>> start Extracted information
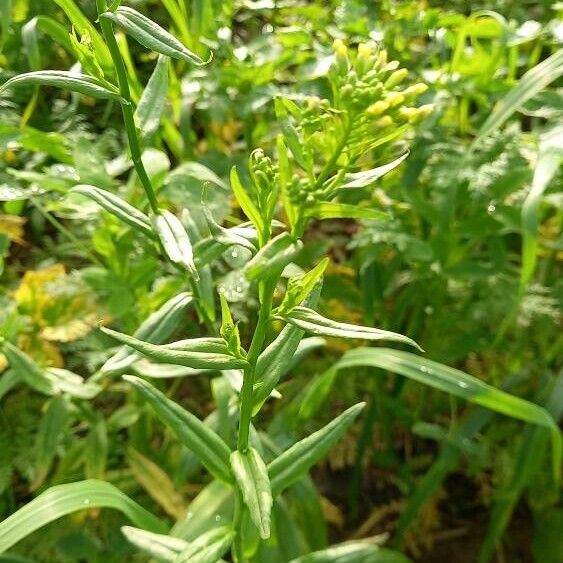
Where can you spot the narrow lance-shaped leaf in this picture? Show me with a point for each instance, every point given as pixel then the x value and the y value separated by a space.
pixel 73 82
pixel 368 177
pixel 118 207
pixel 251 475
pixel 534 81
pixel 156 329
pixel 164 547
pixel 61 500
pixel 182 357
pixel 213 453
pixel 299 458
pixel 207 548
pixel 153 100
pixel 151 35
pixel 175 241
pixel 336 210
pixel 310 321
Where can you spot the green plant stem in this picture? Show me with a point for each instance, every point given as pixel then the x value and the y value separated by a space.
pixel 246 395
pixel 126 105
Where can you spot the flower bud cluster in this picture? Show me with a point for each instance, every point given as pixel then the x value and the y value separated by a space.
pixel 366 81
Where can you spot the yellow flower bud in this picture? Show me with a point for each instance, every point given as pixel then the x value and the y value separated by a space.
pixel 394 99
pixel 378 108
pixel 339 48
pixel 384 122
pixel 416 89
pixel 396 78
pixel 365 50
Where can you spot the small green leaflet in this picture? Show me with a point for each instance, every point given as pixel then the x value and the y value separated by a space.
pixel 151 35
pixel 213 453
pixel 271 259
pixel 310 321
pixel 74 82
pixel 61 500
pixel 251 475
pixel 118 207
pixel 156 329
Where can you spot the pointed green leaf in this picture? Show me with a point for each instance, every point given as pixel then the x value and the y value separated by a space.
pixel 213 453
pixel 163 547
pixel 368 177
pixel 71 81
pixel 175 240
pixel 299 458
pixel 61 500
pixel 118 207
pixel 156 329
pixel 207 548
pixel 271 259
pixel 310 321
pixel 251 475
pixel 245 202
pixel 151 35
pixel 200 354
pixel 457 383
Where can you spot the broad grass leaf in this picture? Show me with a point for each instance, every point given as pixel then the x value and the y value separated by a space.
pixel 251 475
pixel 336 210
pixel 527 463
pixel 61 500
pixel 294 462
pixel 71 81
pixel 204 354
pixel 161 546
pixel 151 35
pixel 213 453
pixel 272 258
pixel 528 86
pixel 368 177
pixel 51 427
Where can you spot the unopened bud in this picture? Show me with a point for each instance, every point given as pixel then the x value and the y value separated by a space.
pixel 416 89
pixel 378 108
pixel 394 98
pixel 396 78
pixel 339 48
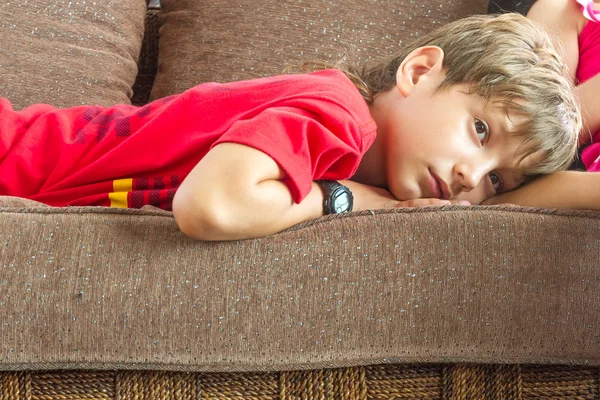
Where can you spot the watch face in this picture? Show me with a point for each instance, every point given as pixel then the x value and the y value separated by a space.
pixel 341 200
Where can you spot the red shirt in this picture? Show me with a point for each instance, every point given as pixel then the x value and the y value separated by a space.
pixel 587 67
pixel 315 126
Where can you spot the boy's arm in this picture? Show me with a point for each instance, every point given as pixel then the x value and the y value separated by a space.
pixel 565 189
pixel 235 192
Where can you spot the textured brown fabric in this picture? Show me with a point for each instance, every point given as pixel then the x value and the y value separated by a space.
pixel 225 40
pixel 68 53
pixel 99 288
pixel 378 382
pixel 148 60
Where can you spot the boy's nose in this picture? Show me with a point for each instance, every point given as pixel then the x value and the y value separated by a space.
pixel 467 176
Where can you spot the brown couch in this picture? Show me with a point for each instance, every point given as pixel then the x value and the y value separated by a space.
pixel 454 302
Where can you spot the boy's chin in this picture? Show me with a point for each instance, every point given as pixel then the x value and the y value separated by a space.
pixel 474 197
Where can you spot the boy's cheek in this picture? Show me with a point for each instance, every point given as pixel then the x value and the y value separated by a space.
pixel 475 196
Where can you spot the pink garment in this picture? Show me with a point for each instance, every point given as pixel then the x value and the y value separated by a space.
pixel 589 66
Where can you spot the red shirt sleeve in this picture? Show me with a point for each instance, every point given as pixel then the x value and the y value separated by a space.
pixel 309 142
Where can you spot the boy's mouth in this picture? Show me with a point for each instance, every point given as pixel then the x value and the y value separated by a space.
pixel 439 187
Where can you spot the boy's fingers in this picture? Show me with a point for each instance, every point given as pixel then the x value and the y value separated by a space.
pixel 431 202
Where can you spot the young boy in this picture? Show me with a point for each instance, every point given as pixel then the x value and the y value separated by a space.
pixel 575 25
pixel 467 111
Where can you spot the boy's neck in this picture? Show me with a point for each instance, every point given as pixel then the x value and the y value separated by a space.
pixel 372 168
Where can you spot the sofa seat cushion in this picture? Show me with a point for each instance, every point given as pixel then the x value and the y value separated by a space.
pixel 99 288
pixel 69 53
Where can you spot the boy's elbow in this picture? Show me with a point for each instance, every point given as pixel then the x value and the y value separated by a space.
pixel 202 219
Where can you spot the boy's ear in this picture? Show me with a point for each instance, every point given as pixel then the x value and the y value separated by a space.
pixel 422 63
>> end Extracted information
> **Challenge**
Reproduce all of the material above with every "instance" replaced by "occurrence" and everything else left unchanged, omitting the pictures.

> **Expected answer**
Where can you spot the narrow lance-shaped leaf in this picture? Show me with a point for each occurrence, every point given as pixel then the x value and the y value separated by a space.
pixel 73 82
pixel 368 177
pixel 118 207
pixel 251 475
pixel 534 81
pixel 156 329
pixel 164 547
pixel 61 500
pixel 182 357
pixel 213 453
pixel 299 458
pixel 207 548
pixel 153 100
pixel 151 35
pixel 175 241
pixel 336 210
pixel 310 321
Where can you spot the green plant stem in this picture? Show me with a point for each occurrence, every point given as pixel then the x value and the y value separated by a space.
pixel 246 395
pixel 126 105
Where can you spot the flower bud cluster in this picture? Show me with a point for each occurrence, every point given as pixel then the x value and the y value separated by a space.
pixel 366 81
Where can you spot the yellow flower bud in this picture? Show me with a point for each occurrence, every point given as pixel then the x value and the y value separated by a space.
pixel 394 99
pixel 378 108
pixel 339 48
pixel 384 122
pixel 416 89
pixel 396 78
pixel 365 50
Where can you spot the small green leaflet in this picture? Show me with a point for each occurrence, every point given as pixel then the x value and the y value separated by a space.
pixel 151 35
pixel 213 453
pixel 271 259
pixel 310 321
pixel 74 82
pixel 61 500
pixel 251 475
pixel 118 207
pixel 156 329
Where can you spot the pointed green leaf in this picture? Show me with a point for each occurrence, every point given as pixel then the x value and the y value separated by a space.
pixel 213 453
pixel 163 547
pixel 368 177
pixel 71 81
pixel 175 240
pixel 299 458
pixel 61 500
pixel 118 207
pixel 156 329
pixel 207 548
pixel 271 259
pixel 310 321
pixel 251 475
pixel 245 202
pixel 151 35
pixel 200 354
pixel 457 383
Where can you spot the broad grass leaf in this picture? Show me with a point for each occurrence, every point given as pixel then the x value and the y value separated by a space.
pixel 251 475
pixel 336 210
pixel 527 463
pixel 61 500
pixel 294 462
pixel 71 81
pixel 204 354
pixel 161 546
pixel 151 35
pixel 213 453
pixel 272 258
pixel 528 86
pixel 368 177
pixel 51 427
Where can you spot the unopened bud in this picture? Show me with a point for each occurrence, every point given as pixel then the x value and the y value separated by a space.
pixel 416 89
pixel 378 108
pixel 394 98
pixel 396 78
pixel 339 48
Where can you spot the watch face in this picture? Show me with a point for each occurrence, every point given as pixel then the x value and the y value separated by a space.
pixel 341 200
Where can you spot the red shirt in this picture? Show me with a point for each occurrence, every point given as pixel then the x value and the y value separated by a space.
pixel 587 67
pixel 315 126
Where can you spot the boy's arm in this picture? Show me with a point for each occurrence, every point given as pixel then the x value and the y value separated by a space.
pixel 565 189
pixel 235 192
Where can you spot the textured brown fabric in this picture? Show me with a point for each occurrence, every point given as pixel then the x value and the y value separated by a space.
pixel 225 40
pixel 68 53
pixel 99 288
pixel 378 382
pixel 148 60
Where can you spot the boy's nose in this picture? Show me with a point for each occurrence, every point given as pixel then the x value and the y value separated by a space.
pixel 467 176
Where can you spot the brown couch in this picture? Show me with a point for each occurrence, every point given as pixel then the x value and the y value separated by a space.
pixel 454 302
Where can you spot the boy's chin in this picture? Show me with a point for each occurrence, every point given as pixel then the x value and the y value separated by a space.
pixel 474 197
Where can you spot the boy's cheek in this picture? Show me with a point for each occurrence, every point given as pixel then the x value and the y value separated by a space.
pixel 475 196
Where can you spot the pink garment in this picture? Show me with a point for each occurrence, every point given as pixel then the x value and the y value separated by a space.
pixel 589 66
Where can you spot the red shirt sleeve in this picture? Show me with a point for each occurrence, every point given as pixel then the x value and the y value separated by a space.
pixel 309 142
Where can you spot the boy's mouth in this picture? Show me with a point for each occurrence, every point given as pixel then the x value and the y value separated by a space.
pixel 439 187
Where can you spot the boy's fingers in this picture? Show me with a point for each occurrence, every point given as pixel then the x value and the y value separated by a space.
pixel 431 202
Where can you spot the young boy in this picture? Show me with a point for each occurrence, every point given as pixel then the x value and the y value separated by a space.
pixel 575 25
pixel 467 111
Where can you spot the boy's neck in this picture? Show me with a point for each occurrence, every point given as pixel then the x value and the y value separated by a space.
pixel 372 168
Where can you spot the sofa seat cushion in this picture? Show me with a point for each occurrence, every point given as pixel then the x value and the y value separated by a space.
pixel 99 288
pixel 69 53
Where can you spot the boy's elbow in this picture? Show me with a point for each occurrence, every point given as pixel then the x value and the y value separated by a space.
pixel 202 219
Where can you spot the boy's ear in this picture? Show me with a point for each occurrence, every point given as pixel then the x value and the y value separated by a space.
pixel 422 63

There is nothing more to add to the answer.